- **Problem to solve**
Update the lines below by changing "Pixel coordinates" to "Image coordinates" wherever it appears, and leave everything else as it is.

- **Available records**

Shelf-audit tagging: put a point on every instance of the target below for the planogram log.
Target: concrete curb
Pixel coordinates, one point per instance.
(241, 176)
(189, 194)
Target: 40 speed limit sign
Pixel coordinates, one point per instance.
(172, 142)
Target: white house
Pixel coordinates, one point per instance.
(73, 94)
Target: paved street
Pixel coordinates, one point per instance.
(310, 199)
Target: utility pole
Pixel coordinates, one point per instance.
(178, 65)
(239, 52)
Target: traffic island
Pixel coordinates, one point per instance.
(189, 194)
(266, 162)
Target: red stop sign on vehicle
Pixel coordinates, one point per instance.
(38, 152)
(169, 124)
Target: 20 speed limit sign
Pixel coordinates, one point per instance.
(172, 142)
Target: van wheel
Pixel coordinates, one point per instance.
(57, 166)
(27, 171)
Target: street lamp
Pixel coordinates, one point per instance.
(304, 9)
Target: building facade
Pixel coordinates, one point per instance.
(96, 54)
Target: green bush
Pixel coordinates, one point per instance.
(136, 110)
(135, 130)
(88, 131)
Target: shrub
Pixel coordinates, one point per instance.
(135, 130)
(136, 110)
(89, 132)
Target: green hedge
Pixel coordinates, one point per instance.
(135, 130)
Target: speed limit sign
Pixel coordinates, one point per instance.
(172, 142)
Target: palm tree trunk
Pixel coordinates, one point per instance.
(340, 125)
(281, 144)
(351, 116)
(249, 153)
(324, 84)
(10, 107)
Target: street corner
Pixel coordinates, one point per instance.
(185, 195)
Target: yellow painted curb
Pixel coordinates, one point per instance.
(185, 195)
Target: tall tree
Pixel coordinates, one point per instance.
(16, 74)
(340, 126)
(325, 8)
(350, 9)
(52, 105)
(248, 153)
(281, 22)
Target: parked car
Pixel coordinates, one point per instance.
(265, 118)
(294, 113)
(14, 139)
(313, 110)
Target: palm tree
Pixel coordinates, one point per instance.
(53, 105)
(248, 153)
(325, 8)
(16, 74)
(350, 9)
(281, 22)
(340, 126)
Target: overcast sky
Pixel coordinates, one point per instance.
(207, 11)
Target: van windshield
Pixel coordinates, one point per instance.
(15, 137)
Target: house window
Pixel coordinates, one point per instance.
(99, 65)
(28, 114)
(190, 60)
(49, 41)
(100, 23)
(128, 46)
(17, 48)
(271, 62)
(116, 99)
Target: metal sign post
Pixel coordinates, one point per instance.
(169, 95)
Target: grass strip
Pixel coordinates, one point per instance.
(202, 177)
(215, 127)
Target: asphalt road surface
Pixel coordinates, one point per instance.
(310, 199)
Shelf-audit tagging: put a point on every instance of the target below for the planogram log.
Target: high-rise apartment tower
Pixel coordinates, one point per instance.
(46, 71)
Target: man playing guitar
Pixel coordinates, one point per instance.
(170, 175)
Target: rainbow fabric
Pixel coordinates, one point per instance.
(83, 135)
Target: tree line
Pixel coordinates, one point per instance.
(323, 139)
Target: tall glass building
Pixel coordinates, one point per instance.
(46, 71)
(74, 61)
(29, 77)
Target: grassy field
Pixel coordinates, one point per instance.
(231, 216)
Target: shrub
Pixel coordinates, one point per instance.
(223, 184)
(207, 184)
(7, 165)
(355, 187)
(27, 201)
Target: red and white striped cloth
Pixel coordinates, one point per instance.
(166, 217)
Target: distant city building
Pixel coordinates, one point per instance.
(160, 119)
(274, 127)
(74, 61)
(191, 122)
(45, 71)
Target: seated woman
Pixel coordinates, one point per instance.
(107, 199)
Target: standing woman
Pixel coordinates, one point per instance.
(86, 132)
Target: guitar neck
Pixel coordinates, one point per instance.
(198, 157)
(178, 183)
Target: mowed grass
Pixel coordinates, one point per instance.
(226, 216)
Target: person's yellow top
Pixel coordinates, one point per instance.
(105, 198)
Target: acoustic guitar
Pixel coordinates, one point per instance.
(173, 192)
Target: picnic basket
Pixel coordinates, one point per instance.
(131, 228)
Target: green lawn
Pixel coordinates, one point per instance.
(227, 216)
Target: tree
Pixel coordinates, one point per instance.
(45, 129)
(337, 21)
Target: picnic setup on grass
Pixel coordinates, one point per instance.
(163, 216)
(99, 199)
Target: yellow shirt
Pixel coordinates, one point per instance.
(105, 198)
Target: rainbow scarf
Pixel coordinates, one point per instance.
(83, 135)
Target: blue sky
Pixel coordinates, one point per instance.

- **Written answer**
Shelf-audit tagging: put a point on every instance of the target below for the planogram log.
Target: concrete curb
Image coordinates, one point per instance.
(241, 176)
(189, 194)
Target: 40 speed limit sign
Image coordinates, one point per instance.
(172, 142)
Target: white house
Image coordinates, one point per instance.
(73, 94)
Target: paved street
Image coordinates, one point per instance.
(310, 199)
Target: utility pole
Image coordinates, one point per instance.
(178, 65)
(239, 52)
Target: traffic island
Image coordinates, one point per instance.
(189, 194)
(266, 162)
Target: red stop sign on vehicle
Image coordinates, one point per instance.
(38, 152)
(169, 124)
Target: 20 speed limit sign
Image coordinates, one point per instance.
(172, 142)
Target: van wheel
Image coordinates, one point per instance.
(57, 166)
(27, 171)
Target: street lamp
Image coordinates, one point per instance.
(304, 9)
Target: building facade
Image coordinates, one point per instance.
(96, 54)
Target: green bush
Image coordinates, one point per instance.
(136, 110)
(135, 130)
(88, 131)
Target: shrub
Image coordinates, one point per instance.
(135, 130)
(136, 110)
(89, 132)
Target: green hedge
Image coordinates, one point per instance.
(135, 130)
Target: speed limit sign
Image coordinates, one point per instance.
(172, 142)
Target: palm tree trunk
Image coordinates, one point per instance.
(340, 125)
(281, 144)
(351, 116)
(249, 153)
(324, 84)
(10, 107)
Target: street corner
Image coordinates, one point per instance.
(185, 195)
Target: yellow painted curb
Image coordinates, one point per instance.
(185, 195)
Target: tall tree
Image coordinates, one point per instance.
(16, 74)
(340, 126)
(325, 8)
(350, 9)
(52, 105)
(248, 153)
(281, 22)
Target: parked car
Image coordinates, one point per instance.
(265, 118)
(294, 113)
(14, 139)
(313, 110)
Target: palm tree
Image coordinates, one point per instance.
(53, 105)
(248, 153)
(325, 8)
(16, 74)
(350, 9)
(281, 22)
(340, 126)
Target: overcast sky
Image coordinates, one point per instance.
(207, 11)
Target: van windshield
Image coordinates, one point per instance.
(15, 137)
Target: house window
Image coordinates, one point per instance.
(99, 65)
(28, 114)
(190, 60)
(49, 41)
(100, 23)
(128, 46)
(17, 48)
(271, 62)
(116, 99)
Target: metal sign post
Image coordinates, one point per instance.
(169, 95)
Target: grass strip
Image coordinates, one point per instance.
(202, 177)
(215, 127)
Target: asphalt road surface
Image coordinates, one point per instance.
(310, 199)
Shelf-audit tagging: put a point on every instance of the target below for the planogram log.
Target: high-rise apartment tower
Image coordinates, one point per instance.
(46, 71)
Target: man playing guitar
Image coordinates, one point per instance.
(170, 175)
Target: rainbow fabric
Image coordinates, one point per instance.
(83, 135)
Target: tree line
Image coordinates, one point per instance.
(323, 139)
Target: tall glass building
Image coordinates, one point per instance.
(46, 71)
(74, 61)
(29, 77)
Target: grassy field
Image coordinates, one point per instance.
(231, 216)
Target: shrub
Image coordinates, one point per instance.
(223, 184)
(207, 184)
(7, 165)
(355, 187)
(27, 201)
Target: red and white striped cloth
Image coordinates, one point per instance.
(166, 217)
Target: distant city building
Image coordinates, one point per instance.
(160, 119)
(274, 127)
(74, 61)
(191, 122)
(45, 71)
Target: seated woman
Image coordinates, one point per instance.
(107, 199)
Target: standing woman
Image coordinates, one point per instance.
(86, 132)
Target: guitar neck
Image coordinates, one point per instance.
(198, 157)
(178, 183)
Target: mowed grass
Image coordinates, one point per instance.
(226, 216)
Target: person's yellow top
Image coordinates, one point per instance.
(105, 198)
Target: acoustic guitar
Image coordinates, one point per instance.
(173, 192)
Target: picnic basket
Image coordinates, one point per instance.
(131, 228)
Target: green lawn
Image coordinates, one point per instance.
(227, 216)
Target: tree
Image coordinates, one point per instance.
(45, 129)
(337, 21)
Target: picnic setup on grass
Image coordinates, one point per instance.
(163, 216)
(99, 199)
Target: yellow shirt
Image coordinates, one point per instance.
(105, 198)
Target: rainbow scarf
Image coordinates, one point per instance.
(83, 135)
Target: blue sky
Image coordinates, one point per instance.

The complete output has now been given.